Instruction: Please convert the records below into a two-column CSV with the columns "prompt" and "points", one row per record. Put each record's text and its answer in their own quoted field, turn line breaks into spaces, and leave out the pictures.

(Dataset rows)

— begin —

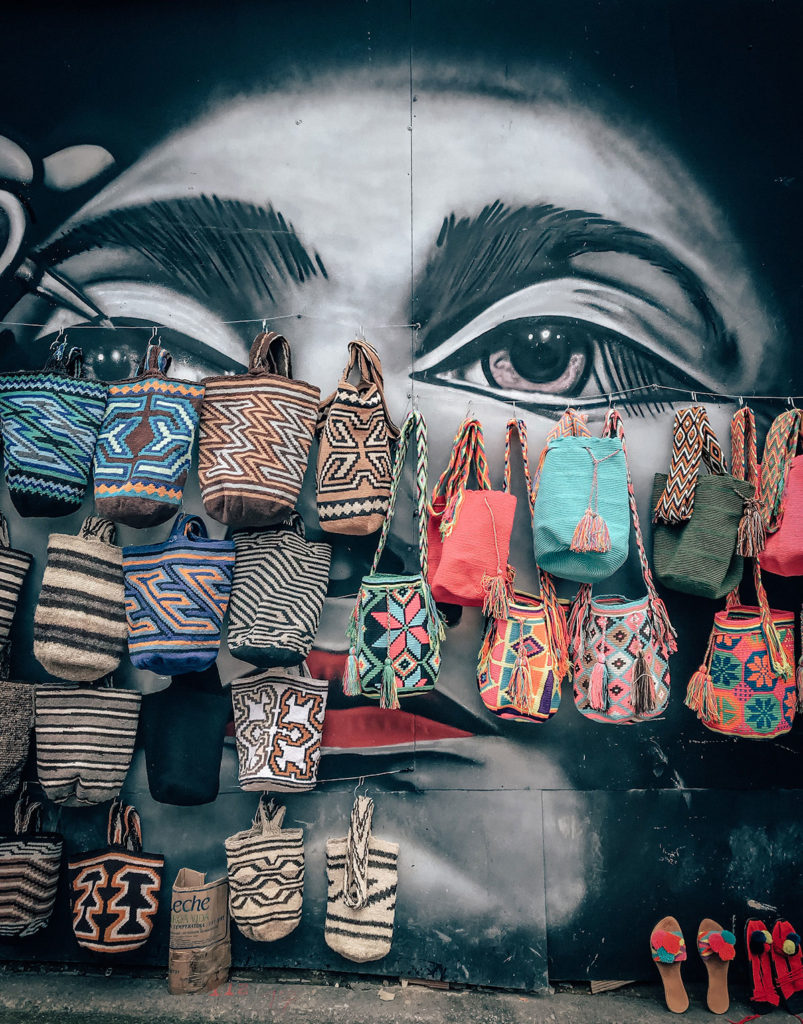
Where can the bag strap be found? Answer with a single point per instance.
(693, 441)
(779, 449)
(357, 849)
(414, 426)
(97, 527)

— end —

Solution:
prompt,points
"Where can the bag strap be found? Answer with a single point per instance.","(693, 441) (779, 449) (357, 849) (414, 426) (97, 527)"